Input material:
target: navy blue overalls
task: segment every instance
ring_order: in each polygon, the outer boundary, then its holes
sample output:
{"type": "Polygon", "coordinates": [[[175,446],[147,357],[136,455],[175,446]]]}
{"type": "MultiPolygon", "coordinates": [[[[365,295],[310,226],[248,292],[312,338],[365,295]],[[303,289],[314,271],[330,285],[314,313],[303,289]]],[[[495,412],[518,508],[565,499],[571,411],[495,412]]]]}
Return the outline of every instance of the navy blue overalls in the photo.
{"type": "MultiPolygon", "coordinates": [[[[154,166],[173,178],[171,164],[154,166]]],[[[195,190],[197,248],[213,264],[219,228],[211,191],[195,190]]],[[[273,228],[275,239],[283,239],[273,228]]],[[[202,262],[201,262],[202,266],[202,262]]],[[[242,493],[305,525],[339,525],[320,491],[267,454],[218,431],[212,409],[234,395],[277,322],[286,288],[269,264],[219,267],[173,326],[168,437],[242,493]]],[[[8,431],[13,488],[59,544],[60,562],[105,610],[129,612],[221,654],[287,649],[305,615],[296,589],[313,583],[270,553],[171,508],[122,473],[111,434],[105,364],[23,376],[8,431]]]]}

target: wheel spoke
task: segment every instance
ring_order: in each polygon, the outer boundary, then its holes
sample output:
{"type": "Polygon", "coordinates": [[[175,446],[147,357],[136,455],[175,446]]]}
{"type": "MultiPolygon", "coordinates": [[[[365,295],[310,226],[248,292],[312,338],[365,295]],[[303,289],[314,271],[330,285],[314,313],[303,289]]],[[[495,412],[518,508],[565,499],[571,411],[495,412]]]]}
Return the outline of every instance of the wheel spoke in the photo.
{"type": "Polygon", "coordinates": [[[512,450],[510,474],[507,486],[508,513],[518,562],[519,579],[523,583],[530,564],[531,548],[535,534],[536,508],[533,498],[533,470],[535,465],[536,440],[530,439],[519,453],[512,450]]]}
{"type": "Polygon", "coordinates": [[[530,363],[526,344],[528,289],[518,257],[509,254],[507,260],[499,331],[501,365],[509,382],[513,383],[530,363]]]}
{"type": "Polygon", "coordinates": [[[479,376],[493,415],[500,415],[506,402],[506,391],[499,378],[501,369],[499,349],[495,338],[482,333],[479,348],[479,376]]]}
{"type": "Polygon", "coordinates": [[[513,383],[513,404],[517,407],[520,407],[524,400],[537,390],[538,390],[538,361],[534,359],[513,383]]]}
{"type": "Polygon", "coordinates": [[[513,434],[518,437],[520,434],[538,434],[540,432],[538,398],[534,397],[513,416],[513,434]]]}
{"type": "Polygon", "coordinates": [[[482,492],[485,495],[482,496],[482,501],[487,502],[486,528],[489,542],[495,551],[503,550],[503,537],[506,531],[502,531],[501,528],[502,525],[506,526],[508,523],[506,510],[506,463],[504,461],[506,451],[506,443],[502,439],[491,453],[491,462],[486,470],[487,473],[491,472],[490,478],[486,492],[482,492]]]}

What you should do: Give everything from the start of the rows down to the line containing "Return the outline of every instance of the navy" as a Markdown table with the columns Number and Line, leaving out blank lines.

The output:
| Number | Line |
|---|---|
| 1 | target: navy blue overalls |
| 2 | task: segment every instance |
| 3 | ring_order: in each polygon, the outer boundary, then its holes |
| 4 | sample output: |
| 5 | {"type": "Polygon", "coordinates": [[[175,446],[147,357],[136,455],[175,446]]]} |
| 6 | {"type": "MultiPolygon", "coordinates": [[[[365,295],[310,226],[248,292],[312,338],[365,295]],[[303,289],[314,271],[330,285],[314,313],[303,289]]],[[[495,412],[518,508],[565,499],[571,411],[495,412]]]]} |
| 7 | Return the outline of every instance of the navy blue overalls in the photo. |